* **Task brief**
Quote the records beneath, complete and exact. Leave out images.

* **Material to process**
◆ ◆ ◆ ◆ ◆
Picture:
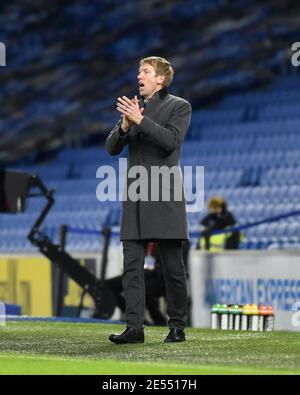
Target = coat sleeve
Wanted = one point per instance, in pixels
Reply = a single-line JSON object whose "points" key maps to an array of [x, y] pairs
{"points": [[115, 142], [170, 137]]}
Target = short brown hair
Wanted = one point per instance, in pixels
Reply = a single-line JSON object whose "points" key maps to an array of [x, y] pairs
{"points": [[161, 67], [217, 201]]}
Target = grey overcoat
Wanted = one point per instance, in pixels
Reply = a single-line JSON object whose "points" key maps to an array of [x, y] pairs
{"points": [[155, 142]]}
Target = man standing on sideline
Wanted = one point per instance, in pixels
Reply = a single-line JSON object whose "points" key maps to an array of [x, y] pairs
{"points": [[154, 132]]}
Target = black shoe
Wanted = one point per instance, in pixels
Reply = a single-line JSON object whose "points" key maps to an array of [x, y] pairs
{"points": [[175, 336], [130, 335]]}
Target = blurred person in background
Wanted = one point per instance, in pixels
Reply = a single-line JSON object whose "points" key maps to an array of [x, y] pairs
{"points": [[218, 218]]}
◆ ◆ ◆ ◆ ◆
* **Response below**
Picture:
Target = coat sleeve
Wanted = one point per instance, in pixels
Reply = a single-line JSON object whose "points" key maps to an array of [x, y] pairs
{"points": [[115, 142], [170, 137]]}
Target = short brown hair
Wanted = one point per instance, in pixels
Reply = a single-line JSON object whose "points" key maps to an array of [x, y] pairs
{"points": [[161, 67], [217, 201]]}
Target = grey overcoat
Wanted = one point per instance, in pixels
Reply = a single-line JSON object whose "points" key maps to an array of [x, y] pairs
{"points": [[155, 142]]}
Target = man standing on sideline
Wanted = one point per instance, in pixels
Reply = a single-line JSON object whose "points" key maps to an array of [x, y] pairs
{"points": [[154, 132]]}
Target = black shoe
Wanted = one point per instance, in pixels
Reply = a single-line JSON object whose "points" key maps to an array of [x, y] pairs
{"points": [[175, 336], [130, 335]]}
Target = blurred person in background
Wanted = one point per instance, in pixels
Reply = a single-line JSON object whose "points" key maps to an array of [x, y] pairs
{"points": [[218, 218]]}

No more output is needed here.